*Consegne dell'esercizio*.
1. Trascrivi dal brano su Rosa Sauer e il cibo di Hitler la parte che si apre con le parole contenenti "La minaccia incombente" e si chiude con "sue marachelle infantili.".
2. Elenca tutti i modi in cui, secondo il brano su Rosa Sauer e il cibo di Hitler, il tubo digerente si ribella per espellere la tossina.
3. Prosegui il brano su Rosa Sauer e il cibo di Hitler a partire dall'ultima frase riportata.

*Brano di partenza*.
<<<<

Fame e paura, prima; nutrimento e paura, poi: perché Rosa Sauer è, insieme a nove altre giovani donne, destinata a cibarsi del cibo di Hitler, cavia di veleni, scampata alle bombe soltanto per finire nella Tana del Lupo, letteralmente, la Wolfsschanze. E tuttavia già nel primo boccone sente il sangue fluire sino alla radice dei capelli, sino alle dita dei piedi, il battito del cuore che rallenta. È una fortuna, in tempo di guerra, prendere tre pasti al giorno, godere di piatti elaborati e persino dei dolci. Quindi viene la digestione: un’ora sotto chiave, in attesa della morte possibile, a pancia piena. Nella caserma di Krausendorf si rischia di morire ogni giorno ma forse, considera Rosa, in fin dei conti non più di quanto rischi chiunque sia vivo.

Postorino

La minaccia incombente della morte per avvelenamento, dunque. La tossina che penetra i tessuti e si diffonde dal tubo digerente a ogni cellula terminazione nervosa muscolo, stravolgendolo di crampi, lo stesso tubo digerente che si ribella per espellerla con il vomito, con l’urina, con la diarrea. È squallido, il corpo. È però il minimo comun denominatore, la particella non trascurabile di umanità residua che affratella dominato e dominatore, dittatore e suddito. Così ha coerentemente posto l’evocazione (non è mai in scena, anch’egli minaccia incombente) un Hitler patetico – ma non per eccesso di caratterizzazione, al contrario: per evidenziazione delle sue debolezze fisiche, il rifiuto della carne, i baffetti coltivati perché il volto appaia meno femmineo, la predilezione per i dolci, la rievocazione delle sue marachelle infantili.

>>>>

Registrazioni di puntamento
<<<<

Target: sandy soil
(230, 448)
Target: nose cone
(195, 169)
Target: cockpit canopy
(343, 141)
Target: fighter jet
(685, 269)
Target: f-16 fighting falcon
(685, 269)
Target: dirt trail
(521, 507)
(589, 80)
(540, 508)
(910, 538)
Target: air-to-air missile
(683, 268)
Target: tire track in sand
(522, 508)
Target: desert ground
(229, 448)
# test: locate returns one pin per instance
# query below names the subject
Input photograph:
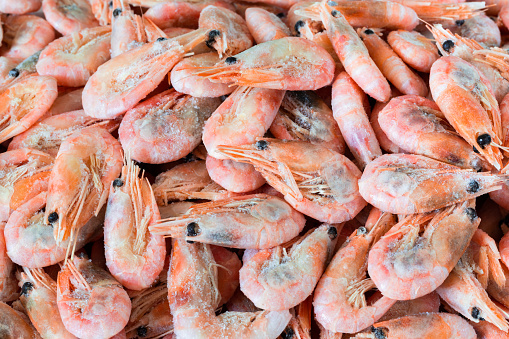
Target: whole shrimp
(92, 304)
(276, 281)
(315, 180)
(339, 300)
(407, 263)
(250, 221)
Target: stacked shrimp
(260, 169)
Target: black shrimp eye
(230, 60)
(142, 331)
(484, 140)
(52, 217)
(26, 288)
(14, 73)
(261, 145)
(192, 229)
(447, 45)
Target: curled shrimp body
(91, 303)
(339, 300)
(69, 16)
(274, 280)
(465, 97)
(87, 162)
(415, 49)
(291, 63)
(39, 298)
(408, 263)
(192, 294)
(242, 118)
(406, 184)
(251, 221)
(417, 124)
(315, 180)
(72, 59)
(134, 256)
(165, 127)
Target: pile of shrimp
(254, 169)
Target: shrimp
(291, 63)
(276, 281)
(69, 16)
(353, 55)
(424, 326)
(242, 118)
(72, 59)
(165, 127)
(183, 80)
(24, 35)
(415, 49)
(39, 299)
(90, 301)
(339, 300)
(304, 116)
(418, 125)
(465, 97)
(417, 254)
(251, 221)
(391, 66)
(47, 135)
(133, 255)
(234, 176)
(350, 115)
(192, 292)
(87, 162)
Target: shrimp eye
(142, 331)
(332, 232)
(484, 140)
(192, 229)
(471, 213)
(14, 73)
(26, 288)
(473, 187)
(447, 45)
(261, 145)
(118, 182)
(230, 60)
(52, 217)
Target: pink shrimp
(165, 127)
(90, 300)
(349, 113)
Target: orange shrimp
(353, 55)
(304, 116)
(87, 162)
(72, 59)
(391, 66)
(192, 291)
(251, 221)
(408, 263)
(339, 300)
(242, 118)
(134, 256)
(315, 180)
(274, 280)
(350, 115)
(69, 16)
(165, 127)
(416, 124)
(90, 300)
(39, 299)
(416, 50)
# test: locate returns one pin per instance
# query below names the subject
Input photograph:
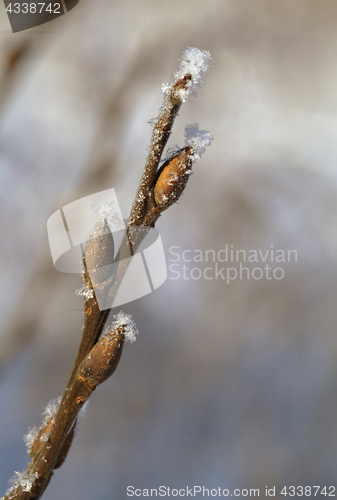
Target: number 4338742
(308, 491)
(33, 8)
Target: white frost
(197, 139)
(105, 213)
(127, 321)
(193, 62)
(86, 292)
(22, 479)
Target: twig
(100, 348)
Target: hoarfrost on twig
(194, 62)
(22, 479)
(126, 320)
(85, 291)
(197, 139)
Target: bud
(172, 179)
(103, 359)
(65, 448)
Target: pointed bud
(103, 359)
(172, 179)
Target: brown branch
(98, 355)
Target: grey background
(227, 385)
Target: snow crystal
(105, 213)
(22, 479)
(85, 291)
(197, 139)
(125, 320)
(193, 62)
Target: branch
(101, 347)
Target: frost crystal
(125, 320)
(22, 479)
(85, 292)
(197, 139)
(193, 62)
(106, 214)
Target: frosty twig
(101, 347)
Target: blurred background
(228, 385)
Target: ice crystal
(86, 292)
(197, 139)
(127, 321)
(22, 479)
(106, 214)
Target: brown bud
(65, 448)
(172, 179)
(102, 360)
(41, 438)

>>>>

*Soluzioni*.
1.
La minaccia incombente della morte per avvelenamento, dunque. La tossina che penetra i tessuti e si diffonde dal tubo digerente a ogni cellula terminazione nervosa muscolo, stravolgendolo di crampi, lo stesso tubo digerente che si ribella per espellerla con il vomito, con l’urina, con la diarrea. È squallido, il corpo. È però il minimo comun denominatore, la particella non trascurabile di umanità residua che affratella dominato e dominatore, dittatore e suddito. Così ha coerentemente posto l’evocazione (non è mai in scena, anch’egli minaccia incombente) un Hitler patetico – ma non per eccesso di caratterizzazione, al contrario: per evidenziazione delle sue debolezze fisiche, il rifiuto della carne, i baffetti coltivati perché il volto appaia meno femmineo, la predilezione per i dolci, la rievocazione delle sue marachelle infantili.

2. Il vomito, l'urina e la diarrea.

3.
Non è un lavoro come un altro, questo, che mette insieme il privilegio della sazietà e l’angoscia dell’avvelenamento, e non è un luogo come un altro, quella caserma nascosta da cui l’uomo che incarna il Male assoluto manda i suoi ordini ringhiosi. Ma tutto lo spazio (così come il tempo) è claustrofobico, in Le assaggiatrici (Feltrinelli) di Rosella Postorino. Nella caserma vengono dapprima condotte tre volte al giorno (per colazione, pranzo e cena) e poi trasferite, dopo l’attentato fallito di Stauffenberg, quasi prigioniere, Rosa, Elfriede, Leni e le altre. Si sforzano di adattarsi, modellando la normalità delle relazioni a quell’esistenza coatta e di continuo sollecitata. È partendo da qui che, come racconta in alcune interviste, l’autrice ha ragionato e costruito il romanzo: come si sarebbe comportata una donna in trappola, costretta a colludere controvoglia con il male e ad abbracciare per la propria salvezza una colpa più grande di lei e accidentale?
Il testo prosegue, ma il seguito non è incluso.